ТЕКСТ ДЛЯ ЧТЕНИЯ>
··········

Изменить размер шрифта - +
Просто Сталин испортил, замазал кровью ленинские хорошие идеи.

Они не могут отвернуться от этих идей – ведь им искренне преданы были их отцы, погибшие мученической смертью. Доклад Хрущева на XX съезде вернул доброе имя их отцам и социальный статус им самим – многие получили достаточно высокие партийные должности и надеялись, что эти должности станут рычагами в обновлении страны…

Все они верят, что революция – это вообще хорошо. Но в частности… В каждом конкретном случае… Тут, как говорится, возникают вопросы.

Вот поэтому у Тимура Гайдара – сложные, не однолинейные воспоминания о Кубе.

 

В начале книги – первые сведения и впечатления: «Моя первая встреча с Кубой состоялась 11 апреля 1961 года под вечер… Очень много красивых девушек и женщин. Матово-белые, чуть смугловатые, смуглые, коричневые лица. Прически сложны и законченны. Одеты или в затянутые с большим вырезом платья, или в форму: зеленые брюки, голубые с погончиками рубашки и на широком брезентовом простроченном поясе в открытой кобуре пистолет».

Под самый конец книги появляются знаки давно усложнившегося его отношения к кубинской революции.

«Поначалу на Кубе все мне кажется довольно простым. Все прорисовано жестко, контрастно, как на схеме. Друзья и враги. Достижения и неудачи…»

Осторожно подыскивает корреспондент «Правды» «проходные» (способные пройти цензуру) слова о Кубе, прибегает к полунамекам. Подчеркну: в эти годы публичное отношение к Острову Свободы советской власти (про внутрикабинетное, внутриаппаратное не говорим) не допускает полутонов и недоговоренностей – только патетические, восторженные слова. Так что уверена – Тимур Гайдар считал, что ему удалось передать свои сомнения относительно кубинского эксперимента – хотя на сегодняшний взгляд они практически неразличимы в его осторожных формулировках. Это и был язык времени – скованный подцензурный язык.

«В этой жесткости есть своя логика, своя правда.

··········

ИСХОДНЫЕ ДАННЫЕ>
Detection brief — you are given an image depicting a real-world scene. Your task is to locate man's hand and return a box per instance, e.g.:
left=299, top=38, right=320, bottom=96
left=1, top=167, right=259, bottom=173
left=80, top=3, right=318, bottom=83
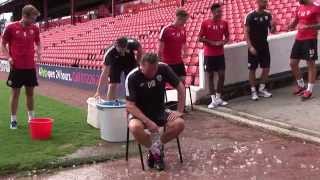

··········

ЗАДАНИЯ>
[A] Ответьте на вопросы по тексту о кубинских воспоминаниях Тимура Гайдара, помечая ответы так же, как вопросы:
(i) Когда состоялась первая встреча с Кубой?
(ii) Корреспондентом какой газеты назван Тимур Гайдар?
(iii) Каким словами в тексте охарактеризован язык времени?
[B] Замените в тексте о кубинских воспоминаниях Тимура Гайдара «XX съезде» на «Двадцатом съезде» и приведите отрывок от «Изменить размер шрифта» до «воспоминания о Кубе.».
Материал здесь никакой роли не играет.

ОТВЕТЫ ПО ПОРЯДКУ>
[A]
(i) 11 апреля 1961 года под вечер.
(ii) «Правды».
(iii) Скованный подцензурный язык.

[B]
Изменить размер шрифта - +
Просто Сталин испортил, замазал кровью ленинские хорошие идеи.

Они не могут отвернуться от этих идей – ведь им искренне преданы были их отцы, погибшие мученической смертью. Доклад Хрущева на Двадцатом съезде вернул доброе имя их отцам и социальный статус им самим – многие получили достаточно высокие партийные должности и надеялись, что эти должности станут рычагами в обновлении страны…

Все они верят, что революция – это вообще хорошо. Но в частности… В каждом конкретном случае… Тут, как говорится, возникают вопросы.

Вот поэтому у Тимура Гайдара – сложные, не однолинейные воспоминания о Кубе.